#### What to do:
All lines from the one that mentions "Label: woman's bare arm" through the last of the entries below must be copied exactly, with both ends kept.

── Exercise materials

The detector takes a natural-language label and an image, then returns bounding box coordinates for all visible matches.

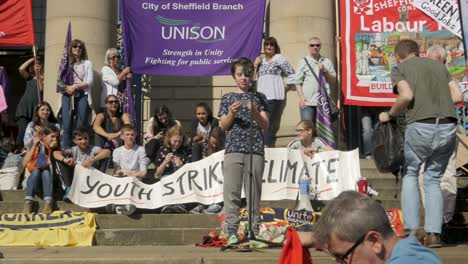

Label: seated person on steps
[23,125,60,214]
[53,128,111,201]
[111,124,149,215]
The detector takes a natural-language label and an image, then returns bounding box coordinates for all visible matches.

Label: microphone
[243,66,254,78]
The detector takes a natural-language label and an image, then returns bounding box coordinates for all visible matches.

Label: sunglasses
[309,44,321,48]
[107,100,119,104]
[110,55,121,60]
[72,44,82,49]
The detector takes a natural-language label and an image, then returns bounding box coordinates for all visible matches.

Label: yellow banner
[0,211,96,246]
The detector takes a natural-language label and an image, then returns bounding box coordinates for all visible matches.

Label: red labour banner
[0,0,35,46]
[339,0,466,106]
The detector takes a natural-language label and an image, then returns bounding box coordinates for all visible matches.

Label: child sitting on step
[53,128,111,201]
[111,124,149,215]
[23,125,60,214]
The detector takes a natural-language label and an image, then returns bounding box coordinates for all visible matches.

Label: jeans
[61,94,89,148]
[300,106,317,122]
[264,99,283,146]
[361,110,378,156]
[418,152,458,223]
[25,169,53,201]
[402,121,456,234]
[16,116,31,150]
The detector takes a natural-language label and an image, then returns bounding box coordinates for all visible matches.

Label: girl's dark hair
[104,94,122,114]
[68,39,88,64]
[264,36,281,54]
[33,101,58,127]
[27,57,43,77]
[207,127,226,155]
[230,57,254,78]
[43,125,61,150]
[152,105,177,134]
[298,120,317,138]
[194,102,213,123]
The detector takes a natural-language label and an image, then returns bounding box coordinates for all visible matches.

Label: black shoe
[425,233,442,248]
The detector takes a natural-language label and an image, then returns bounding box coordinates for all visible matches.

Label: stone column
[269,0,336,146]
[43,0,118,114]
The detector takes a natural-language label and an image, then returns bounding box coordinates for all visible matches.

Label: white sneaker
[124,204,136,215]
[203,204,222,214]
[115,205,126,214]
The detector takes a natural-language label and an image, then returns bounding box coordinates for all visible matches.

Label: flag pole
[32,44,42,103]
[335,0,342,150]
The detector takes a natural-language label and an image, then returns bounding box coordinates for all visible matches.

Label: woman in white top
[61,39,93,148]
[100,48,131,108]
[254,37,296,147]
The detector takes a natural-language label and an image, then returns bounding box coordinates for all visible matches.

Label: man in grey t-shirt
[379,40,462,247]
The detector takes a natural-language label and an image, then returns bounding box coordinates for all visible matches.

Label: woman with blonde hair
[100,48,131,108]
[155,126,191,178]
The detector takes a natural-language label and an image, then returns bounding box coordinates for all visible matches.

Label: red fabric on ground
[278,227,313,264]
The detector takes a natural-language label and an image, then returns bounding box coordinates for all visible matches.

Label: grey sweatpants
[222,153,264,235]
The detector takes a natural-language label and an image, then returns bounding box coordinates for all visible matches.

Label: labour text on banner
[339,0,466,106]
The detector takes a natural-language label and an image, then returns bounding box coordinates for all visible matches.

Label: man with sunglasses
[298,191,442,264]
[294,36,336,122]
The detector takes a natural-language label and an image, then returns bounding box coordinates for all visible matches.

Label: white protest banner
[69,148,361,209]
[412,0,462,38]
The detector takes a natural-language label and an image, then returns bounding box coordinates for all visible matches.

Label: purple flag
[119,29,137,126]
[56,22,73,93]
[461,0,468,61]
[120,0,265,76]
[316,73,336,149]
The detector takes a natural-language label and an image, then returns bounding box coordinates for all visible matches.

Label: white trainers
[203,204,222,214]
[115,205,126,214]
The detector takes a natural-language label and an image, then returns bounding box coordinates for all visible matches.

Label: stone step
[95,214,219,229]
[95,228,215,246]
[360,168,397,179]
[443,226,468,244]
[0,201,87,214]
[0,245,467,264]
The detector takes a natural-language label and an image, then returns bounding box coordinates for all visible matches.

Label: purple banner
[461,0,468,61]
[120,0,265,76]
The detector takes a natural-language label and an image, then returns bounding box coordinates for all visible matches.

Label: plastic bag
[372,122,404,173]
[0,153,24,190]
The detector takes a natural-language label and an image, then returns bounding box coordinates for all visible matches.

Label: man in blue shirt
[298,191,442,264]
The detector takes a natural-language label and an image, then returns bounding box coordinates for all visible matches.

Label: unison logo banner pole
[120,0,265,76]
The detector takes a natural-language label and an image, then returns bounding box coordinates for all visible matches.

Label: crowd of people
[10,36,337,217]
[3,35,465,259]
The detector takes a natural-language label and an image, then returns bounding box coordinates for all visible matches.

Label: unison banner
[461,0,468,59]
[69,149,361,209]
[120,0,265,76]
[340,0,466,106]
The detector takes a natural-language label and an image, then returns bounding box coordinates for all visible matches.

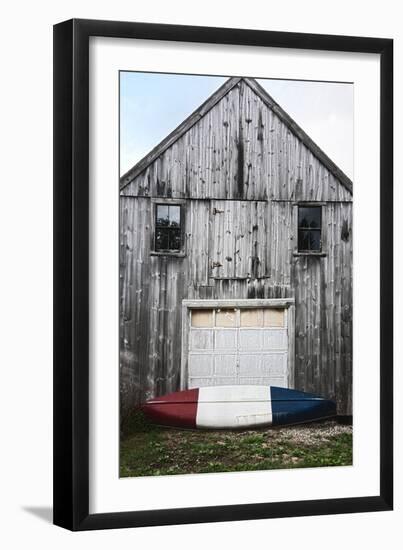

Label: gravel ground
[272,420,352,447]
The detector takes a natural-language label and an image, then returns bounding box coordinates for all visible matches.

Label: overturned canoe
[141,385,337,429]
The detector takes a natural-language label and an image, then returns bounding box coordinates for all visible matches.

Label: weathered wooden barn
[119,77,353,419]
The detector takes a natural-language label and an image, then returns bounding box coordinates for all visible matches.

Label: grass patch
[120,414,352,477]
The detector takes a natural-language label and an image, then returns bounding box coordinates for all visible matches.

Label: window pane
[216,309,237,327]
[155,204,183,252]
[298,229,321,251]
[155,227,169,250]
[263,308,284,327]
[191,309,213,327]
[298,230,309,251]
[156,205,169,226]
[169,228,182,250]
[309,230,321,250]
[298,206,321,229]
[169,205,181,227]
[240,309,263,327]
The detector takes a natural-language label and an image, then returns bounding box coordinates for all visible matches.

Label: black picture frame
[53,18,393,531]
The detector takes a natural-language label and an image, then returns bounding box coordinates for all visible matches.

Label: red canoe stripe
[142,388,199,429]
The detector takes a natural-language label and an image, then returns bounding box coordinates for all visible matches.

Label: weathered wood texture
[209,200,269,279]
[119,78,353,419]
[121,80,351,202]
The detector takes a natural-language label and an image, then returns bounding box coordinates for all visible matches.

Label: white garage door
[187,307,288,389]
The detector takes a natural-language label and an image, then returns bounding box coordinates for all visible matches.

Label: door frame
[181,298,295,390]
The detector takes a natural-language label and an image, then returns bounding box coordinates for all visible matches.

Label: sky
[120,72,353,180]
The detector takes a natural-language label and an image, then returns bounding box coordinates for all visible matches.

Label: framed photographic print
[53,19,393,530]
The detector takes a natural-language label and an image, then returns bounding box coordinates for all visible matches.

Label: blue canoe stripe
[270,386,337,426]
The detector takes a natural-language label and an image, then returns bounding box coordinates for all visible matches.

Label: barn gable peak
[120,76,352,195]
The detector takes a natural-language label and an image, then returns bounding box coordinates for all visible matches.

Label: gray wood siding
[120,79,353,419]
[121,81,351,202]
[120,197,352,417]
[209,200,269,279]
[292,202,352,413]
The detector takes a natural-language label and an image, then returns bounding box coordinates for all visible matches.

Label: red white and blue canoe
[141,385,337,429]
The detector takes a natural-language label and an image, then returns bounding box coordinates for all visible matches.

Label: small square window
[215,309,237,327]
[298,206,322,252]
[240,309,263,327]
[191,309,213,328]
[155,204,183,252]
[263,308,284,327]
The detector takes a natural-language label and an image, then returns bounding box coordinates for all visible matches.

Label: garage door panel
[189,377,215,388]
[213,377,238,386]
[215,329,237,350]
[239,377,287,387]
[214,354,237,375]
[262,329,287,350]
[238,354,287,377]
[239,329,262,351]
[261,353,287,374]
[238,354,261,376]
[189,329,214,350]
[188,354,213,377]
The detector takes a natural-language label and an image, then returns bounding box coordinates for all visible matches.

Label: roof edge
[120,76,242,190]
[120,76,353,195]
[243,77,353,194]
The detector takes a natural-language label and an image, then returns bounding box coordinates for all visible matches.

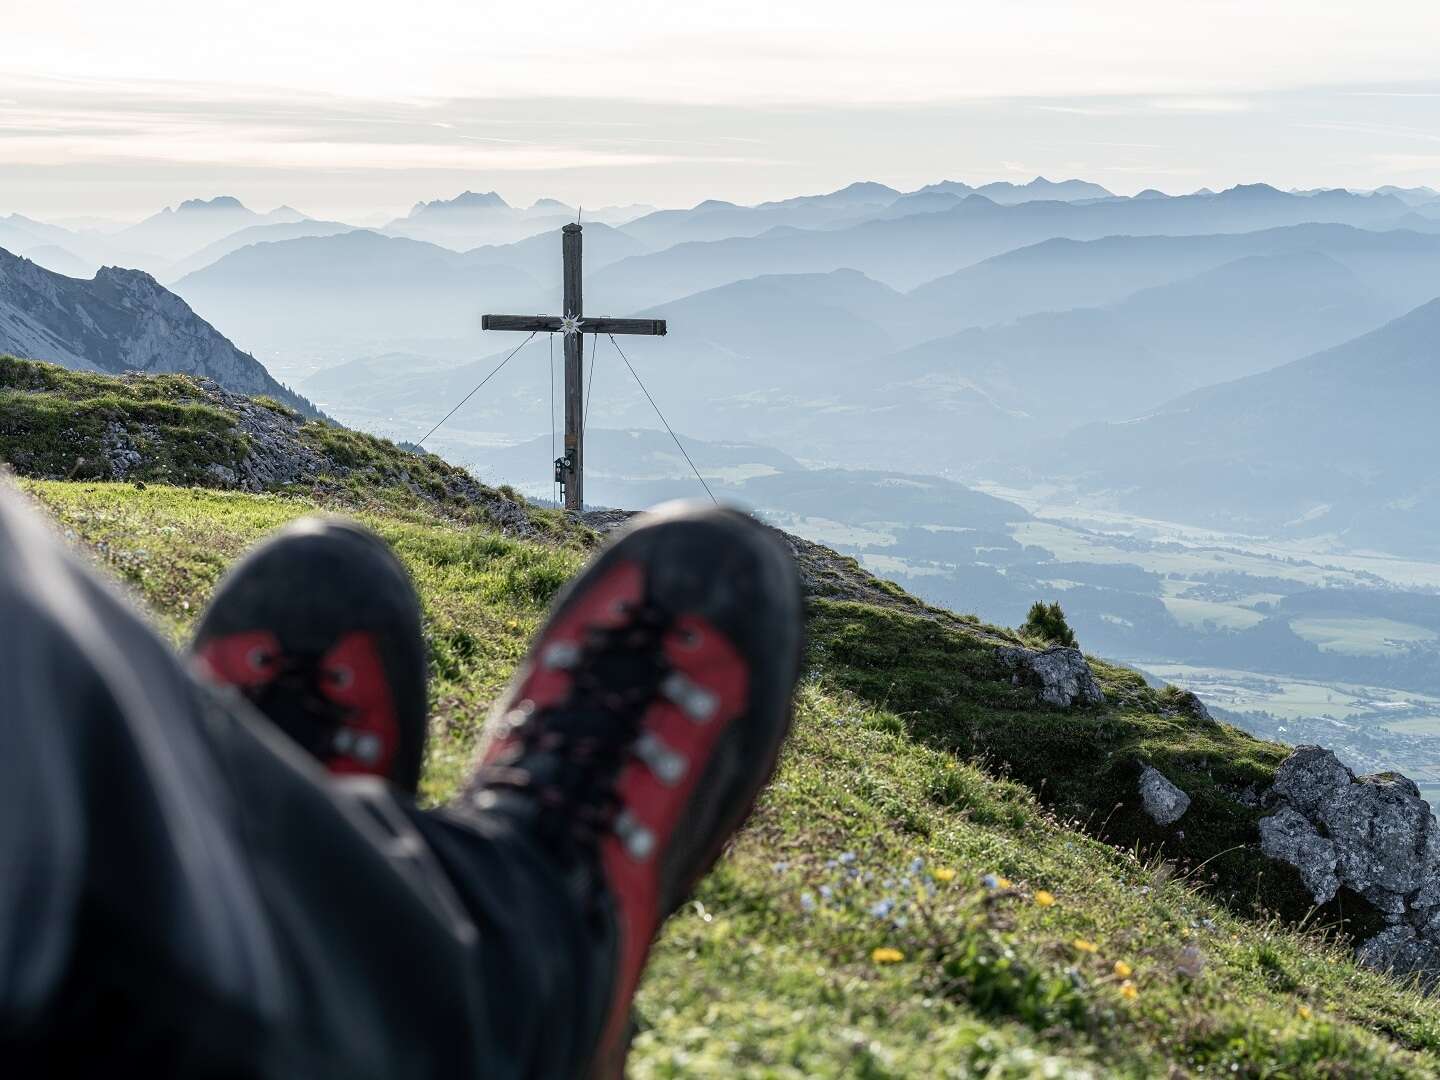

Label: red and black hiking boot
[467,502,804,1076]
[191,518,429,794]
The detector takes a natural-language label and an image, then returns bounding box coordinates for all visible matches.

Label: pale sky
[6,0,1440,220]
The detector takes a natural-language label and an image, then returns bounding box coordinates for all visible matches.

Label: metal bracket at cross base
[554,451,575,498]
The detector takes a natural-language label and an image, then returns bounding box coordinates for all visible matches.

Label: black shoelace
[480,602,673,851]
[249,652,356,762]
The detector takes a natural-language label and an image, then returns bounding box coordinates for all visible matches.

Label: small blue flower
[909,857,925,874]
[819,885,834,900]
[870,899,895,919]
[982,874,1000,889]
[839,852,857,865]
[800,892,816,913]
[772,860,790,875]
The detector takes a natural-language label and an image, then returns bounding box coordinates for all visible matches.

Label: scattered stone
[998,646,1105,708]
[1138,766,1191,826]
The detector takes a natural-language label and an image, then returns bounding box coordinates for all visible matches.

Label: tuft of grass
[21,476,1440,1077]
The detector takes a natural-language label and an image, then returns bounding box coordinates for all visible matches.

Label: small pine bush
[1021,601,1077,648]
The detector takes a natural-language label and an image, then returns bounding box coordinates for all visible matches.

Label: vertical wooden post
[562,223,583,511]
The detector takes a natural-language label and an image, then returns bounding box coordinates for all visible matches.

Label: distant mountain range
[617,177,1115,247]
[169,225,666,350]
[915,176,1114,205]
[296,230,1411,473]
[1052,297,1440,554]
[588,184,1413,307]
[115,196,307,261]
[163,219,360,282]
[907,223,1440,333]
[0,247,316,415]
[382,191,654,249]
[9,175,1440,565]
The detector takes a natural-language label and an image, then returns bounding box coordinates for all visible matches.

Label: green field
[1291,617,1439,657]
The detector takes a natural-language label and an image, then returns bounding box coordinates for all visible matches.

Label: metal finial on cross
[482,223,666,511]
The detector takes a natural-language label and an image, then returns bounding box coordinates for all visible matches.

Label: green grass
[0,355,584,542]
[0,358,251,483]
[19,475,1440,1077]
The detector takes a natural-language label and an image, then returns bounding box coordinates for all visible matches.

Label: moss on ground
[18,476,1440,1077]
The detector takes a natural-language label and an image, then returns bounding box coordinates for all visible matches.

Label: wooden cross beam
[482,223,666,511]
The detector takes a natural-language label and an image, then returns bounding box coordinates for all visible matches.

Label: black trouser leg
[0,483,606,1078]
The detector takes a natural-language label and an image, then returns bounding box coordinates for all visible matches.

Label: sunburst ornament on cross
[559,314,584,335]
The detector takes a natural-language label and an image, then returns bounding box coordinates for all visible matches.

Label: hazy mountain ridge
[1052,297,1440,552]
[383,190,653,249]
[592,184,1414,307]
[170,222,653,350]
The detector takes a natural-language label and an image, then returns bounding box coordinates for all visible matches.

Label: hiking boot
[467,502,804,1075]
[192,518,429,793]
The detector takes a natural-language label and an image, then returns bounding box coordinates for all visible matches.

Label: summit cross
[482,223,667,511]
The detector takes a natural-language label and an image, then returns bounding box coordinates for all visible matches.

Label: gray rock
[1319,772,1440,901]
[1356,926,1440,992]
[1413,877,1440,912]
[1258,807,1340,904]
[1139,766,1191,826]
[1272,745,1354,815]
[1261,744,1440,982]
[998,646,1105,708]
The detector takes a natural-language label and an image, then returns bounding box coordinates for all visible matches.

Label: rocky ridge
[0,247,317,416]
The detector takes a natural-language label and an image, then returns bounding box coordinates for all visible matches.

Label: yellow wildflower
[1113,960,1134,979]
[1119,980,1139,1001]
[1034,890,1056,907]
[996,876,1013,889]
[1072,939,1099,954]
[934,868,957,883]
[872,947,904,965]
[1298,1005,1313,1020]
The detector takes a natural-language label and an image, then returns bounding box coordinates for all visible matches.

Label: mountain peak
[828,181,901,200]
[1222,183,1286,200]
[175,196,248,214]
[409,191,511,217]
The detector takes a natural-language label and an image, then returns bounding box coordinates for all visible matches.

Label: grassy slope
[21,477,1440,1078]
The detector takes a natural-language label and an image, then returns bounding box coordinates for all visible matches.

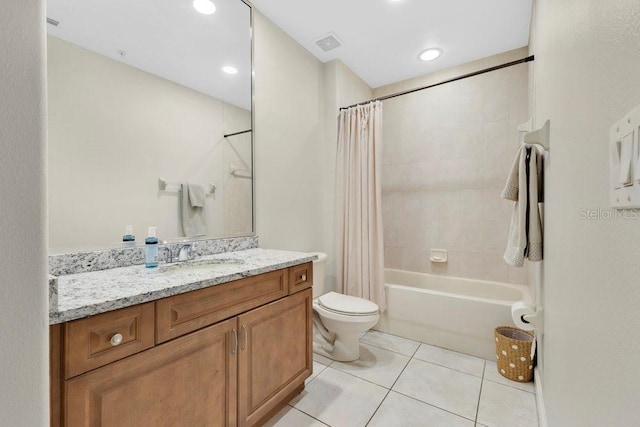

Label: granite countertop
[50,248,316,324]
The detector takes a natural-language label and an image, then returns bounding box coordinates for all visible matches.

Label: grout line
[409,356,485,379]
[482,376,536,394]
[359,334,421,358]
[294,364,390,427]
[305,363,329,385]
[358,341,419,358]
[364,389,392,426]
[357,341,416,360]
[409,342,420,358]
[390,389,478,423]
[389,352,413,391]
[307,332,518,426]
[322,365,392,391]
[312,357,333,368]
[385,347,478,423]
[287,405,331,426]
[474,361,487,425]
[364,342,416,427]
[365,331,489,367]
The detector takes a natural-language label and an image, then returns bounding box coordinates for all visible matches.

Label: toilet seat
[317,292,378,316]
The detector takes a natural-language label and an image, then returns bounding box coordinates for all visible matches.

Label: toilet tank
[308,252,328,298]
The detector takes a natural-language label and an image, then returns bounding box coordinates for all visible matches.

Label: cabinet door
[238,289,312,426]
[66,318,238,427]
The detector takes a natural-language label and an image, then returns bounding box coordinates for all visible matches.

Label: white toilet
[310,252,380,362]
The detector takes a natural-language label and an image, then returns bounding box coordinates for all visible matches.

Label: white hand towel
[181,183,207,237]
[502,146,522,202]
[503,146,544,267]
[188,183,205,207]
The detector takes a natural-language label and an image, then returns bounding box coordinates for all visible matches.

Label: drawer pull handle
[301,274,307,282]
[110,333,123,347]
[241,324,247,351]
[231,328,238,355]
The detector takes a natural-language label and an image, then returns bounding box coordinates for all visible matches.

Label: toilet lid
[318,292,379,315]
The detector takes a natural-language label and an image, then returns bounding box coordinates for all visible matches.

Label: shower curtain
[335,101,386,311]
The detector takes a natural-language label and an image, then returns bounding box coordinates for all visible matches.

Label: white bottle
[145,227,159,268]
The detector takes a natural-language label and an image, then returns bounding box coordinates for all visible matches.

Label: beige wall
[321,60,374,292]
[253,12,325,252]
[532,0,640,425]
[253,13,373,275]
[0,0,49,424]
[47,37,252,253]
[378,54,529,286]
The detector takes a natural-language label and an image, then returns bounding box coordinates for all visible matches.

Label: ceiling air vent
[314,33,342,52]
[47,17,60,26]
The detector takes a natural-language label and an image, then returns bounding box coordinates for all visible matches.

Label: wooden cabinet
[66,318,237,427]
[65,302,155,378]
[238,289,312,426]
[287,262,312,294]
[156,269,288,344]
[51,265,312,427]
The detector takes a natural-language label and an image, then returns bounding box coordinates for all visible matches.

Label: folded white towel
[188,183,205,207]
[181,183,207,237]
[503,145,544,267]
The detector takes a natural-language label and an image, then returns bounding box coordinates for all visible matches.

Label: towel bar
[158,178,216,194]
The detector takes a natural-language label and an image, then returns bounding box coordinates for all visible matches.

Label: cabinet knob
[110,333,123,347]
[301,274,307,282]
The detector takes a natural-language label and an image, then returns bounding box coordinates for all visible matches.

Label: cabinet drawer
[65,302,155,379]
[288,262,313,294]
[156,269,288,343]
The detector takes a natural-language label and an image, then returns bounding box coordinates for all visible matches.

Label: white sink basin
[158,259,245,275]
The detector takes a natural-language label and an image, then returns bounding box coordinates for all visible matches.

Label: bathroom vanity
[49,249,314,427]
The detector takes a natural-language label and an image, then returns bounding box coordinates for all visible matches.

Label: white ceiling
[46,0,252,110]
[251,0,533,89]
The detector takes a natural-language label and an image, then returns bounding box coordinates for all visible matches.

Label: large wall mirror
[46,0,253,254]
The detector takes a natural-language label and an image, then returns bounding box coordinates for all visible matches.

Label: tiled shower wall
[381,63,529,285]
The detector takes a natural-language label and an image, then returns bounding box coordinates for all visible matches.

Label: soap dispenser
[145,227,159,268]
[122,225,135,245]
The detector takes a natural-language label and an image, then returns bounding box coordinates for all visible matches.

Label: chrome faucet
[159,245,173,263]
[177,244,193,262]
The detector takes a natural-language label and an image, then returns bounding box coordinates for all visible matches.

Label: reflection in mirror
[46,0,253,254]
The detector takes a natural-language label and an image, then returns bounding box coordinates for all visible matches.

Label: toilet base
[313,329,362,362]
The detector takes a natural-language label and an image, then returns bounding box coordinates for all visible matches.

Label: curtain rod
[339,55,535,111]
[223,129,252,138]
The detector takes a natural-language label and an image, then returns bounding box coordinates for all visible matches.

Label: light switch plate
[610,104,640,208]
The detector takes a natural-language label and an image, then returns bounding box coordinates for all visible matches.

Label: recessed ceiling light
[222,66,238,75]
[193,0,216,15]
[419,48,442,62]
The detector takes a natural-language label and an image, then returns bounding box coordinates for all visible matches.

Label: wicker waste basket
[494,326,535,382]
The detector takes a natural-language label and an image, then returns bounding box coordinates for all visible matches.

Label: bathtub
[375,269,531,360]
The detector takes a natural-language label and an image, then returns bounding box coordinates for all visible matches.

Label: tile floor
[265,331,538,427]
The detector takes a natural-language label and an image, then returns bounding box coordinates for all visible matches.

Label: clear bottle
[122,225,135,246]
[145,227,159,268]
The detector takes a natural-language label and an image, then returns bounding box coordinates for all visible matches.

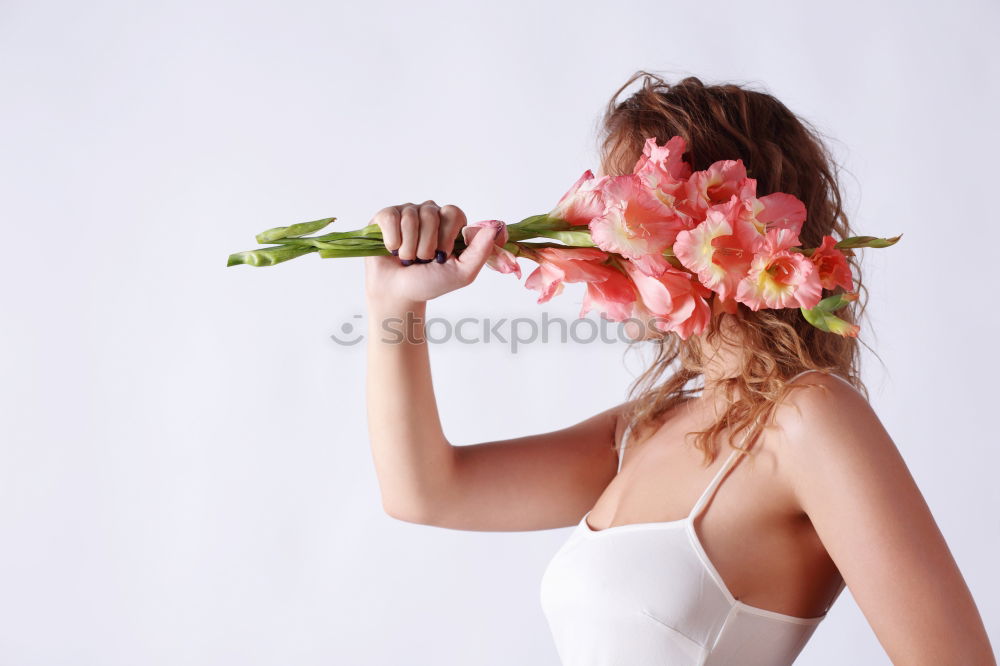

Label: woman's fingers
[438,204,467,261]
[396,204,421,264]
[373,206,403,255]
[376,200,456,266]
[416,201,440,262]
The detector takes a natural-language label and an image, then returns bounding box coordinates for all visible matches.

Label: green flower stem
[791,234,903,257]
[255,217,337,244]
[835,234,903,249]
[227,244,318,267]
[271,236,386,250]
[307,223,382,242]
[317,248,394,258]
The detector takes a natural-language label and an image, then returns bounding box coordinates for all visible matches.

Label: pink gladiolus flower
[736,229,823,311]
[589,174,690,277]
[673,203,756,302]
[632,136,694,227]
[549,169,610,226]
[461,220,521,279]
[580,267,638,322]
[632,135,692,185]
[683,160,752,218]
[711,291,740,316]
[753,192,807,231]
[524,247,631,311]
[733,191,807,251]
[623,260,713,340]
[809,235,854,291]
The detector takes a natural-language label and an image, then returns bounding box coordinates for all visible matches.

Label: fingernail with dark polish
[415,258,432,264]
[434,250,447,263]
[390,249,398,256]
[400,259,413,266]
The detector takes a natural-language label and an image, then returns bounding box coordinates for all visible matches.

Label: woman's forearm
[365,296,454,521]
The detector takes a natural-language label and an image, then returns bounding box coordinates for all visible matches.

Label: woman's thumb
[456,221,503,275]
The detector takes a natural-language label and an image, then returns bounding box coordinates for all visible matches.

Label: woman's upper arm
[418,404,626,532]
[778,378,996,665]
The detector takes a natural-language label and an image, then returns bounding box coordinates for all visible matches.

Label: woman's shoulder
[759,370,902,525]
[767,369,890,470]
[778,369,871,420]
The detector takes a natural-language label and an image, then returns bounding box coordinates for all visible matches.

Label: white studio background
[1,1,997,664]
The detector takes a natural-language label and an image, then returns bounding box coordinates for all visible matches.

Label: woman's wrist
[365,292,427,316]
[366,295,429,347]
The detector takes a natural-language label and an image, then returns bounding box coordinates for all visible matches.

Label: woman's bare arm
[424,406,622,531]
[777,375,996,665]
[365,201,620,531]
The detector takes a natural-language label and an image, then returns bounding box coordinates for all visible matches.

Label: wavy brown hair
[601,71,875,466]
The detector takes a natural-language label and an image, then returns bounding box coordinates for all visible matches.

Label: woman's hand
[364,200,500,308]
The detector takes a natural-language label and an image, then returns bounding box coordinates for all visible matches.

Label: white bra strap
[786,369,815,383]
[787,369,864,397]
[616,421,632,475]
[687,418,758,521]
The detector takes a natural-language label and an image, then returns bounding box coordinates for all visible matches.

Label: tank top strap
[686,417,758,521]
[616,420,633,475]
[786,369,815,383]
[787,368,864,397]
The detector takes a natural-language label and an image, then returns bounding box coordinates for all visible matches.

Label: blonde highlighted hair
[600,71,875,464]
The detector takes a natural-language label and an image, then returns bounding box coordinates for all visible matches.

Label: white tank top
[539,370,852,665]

────

#### Completed exercise:
Label: woman's bare arm
[424,406,622,531]
[777,375,996,665]
[365,201,620,531]
The detector takes a natural-language label and an image, then returns bounding box coordinates for all visible matches.

Label: wavy brown hair
[601,71,875,466]
The detector takes a natural-language label and an image, then returns bounding box coordinates for all visible matches.

Label: woman's hand
[364,200,500,308]
The detector takes a natural-language label and an image, then returns bounding box coordinates for all visible matches.

Label: white bra strap
[786,369,815,383]
[787,369,864,397]
[616,421,632,475]
[687,418,758,521]
The detector takes a natural-language label and an image, then returns bounding box coordinates for all visible matches.

Label: tank top strap
[686,417,758,521]
[616,420,633,475]
[786,369,815,383]
[787,368,864,397]
The detector takes a natural-language label and an image, then returns bounding box coordinates for all visible matches.

Label: blonde highlighted hair
[600,71,875,464]
The detector takes a natural-language label and an image, then returns bounding box coordinates for all visible matches.

Label: white tank top
[539,370,852,665]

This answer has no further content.